— BEGIN Data lines —
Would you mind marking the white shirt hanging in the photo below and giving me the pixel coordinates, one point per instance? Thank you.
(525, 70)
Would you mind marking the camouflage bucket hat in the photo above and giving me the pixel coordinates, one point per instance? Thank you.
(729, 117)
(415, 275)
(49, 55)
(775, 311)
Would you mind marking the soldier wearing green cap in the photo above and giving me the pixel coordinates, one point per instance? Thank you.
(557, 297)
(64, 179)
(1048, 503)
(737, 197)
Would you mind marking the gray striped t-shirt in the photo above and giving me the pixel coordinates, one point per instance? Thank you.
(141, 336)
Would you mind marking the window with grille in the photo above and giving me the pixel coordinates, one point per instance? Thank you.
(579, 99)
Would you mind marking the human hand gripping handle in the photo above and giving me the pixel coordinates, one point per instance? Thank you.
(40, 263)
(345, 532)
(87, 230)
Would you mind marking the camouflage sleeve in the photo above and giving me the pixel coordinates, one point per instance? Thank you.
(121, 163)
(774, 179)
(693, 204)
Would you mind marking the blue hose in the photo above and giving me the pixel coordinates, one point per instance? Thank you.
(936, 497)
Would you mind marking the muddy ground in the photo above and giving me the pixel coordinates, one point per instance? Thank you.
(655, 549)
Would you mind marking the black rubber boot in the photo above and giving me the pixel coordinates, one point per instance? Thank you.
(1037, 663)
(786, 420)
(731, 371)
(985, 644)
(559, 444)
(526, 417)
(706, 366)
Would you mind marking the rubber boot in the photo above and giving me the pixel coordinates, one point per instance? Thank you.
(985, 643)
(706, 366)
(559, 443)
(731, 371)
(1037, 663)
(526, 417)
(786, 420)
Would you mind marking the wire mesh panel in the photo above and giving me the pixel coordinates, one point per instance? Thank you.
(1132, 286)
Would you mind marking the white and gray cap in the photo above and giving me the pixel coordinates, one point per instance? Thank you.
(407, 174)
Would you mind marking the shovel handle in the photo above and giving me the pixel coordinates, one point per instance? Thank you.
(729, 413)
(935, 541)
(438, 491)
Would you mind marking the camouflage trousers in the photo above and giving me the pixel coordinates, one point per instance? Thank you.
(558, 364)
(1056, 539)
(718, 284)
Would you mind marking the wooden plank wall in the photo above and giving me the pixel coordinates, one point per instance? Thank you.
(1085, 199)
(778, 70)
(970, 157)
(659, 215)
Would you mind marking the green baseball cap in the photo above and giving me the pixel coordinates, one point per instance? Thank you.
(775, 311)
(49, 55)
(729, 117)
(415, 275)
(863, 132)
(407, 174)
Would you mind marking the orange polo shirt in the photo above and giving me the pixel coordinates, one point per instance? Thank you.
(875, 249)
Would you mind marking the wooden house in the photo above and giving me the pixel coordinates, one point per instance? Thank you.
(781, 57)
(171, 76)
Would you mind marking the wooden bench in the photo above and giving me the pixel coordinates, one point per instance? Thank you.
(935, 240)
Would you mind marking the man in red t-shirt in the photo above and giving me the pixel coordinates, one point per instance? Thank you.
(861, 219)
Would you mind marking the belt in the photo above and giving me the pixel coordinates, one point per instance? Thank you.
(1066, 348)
— END Data lines —
Rescale the rows from the line containing "Would you mind marking the man" through the end of the rows, both ends included, and write them out again with their requests. Multiply every coordinate in the answers by 1.95 and round to whole numbers, with halves rounded up.

▶ **Written answer**:
Would you mind marking the man in red t-shirt in the photo above and giving me the pixel coordinates, one point per instance? Thank you.
(1679, 427)
Would you mind marking the belt in the photo above and giving me the pixel coordinates, one point per instance? Thank you.
(2079, 679)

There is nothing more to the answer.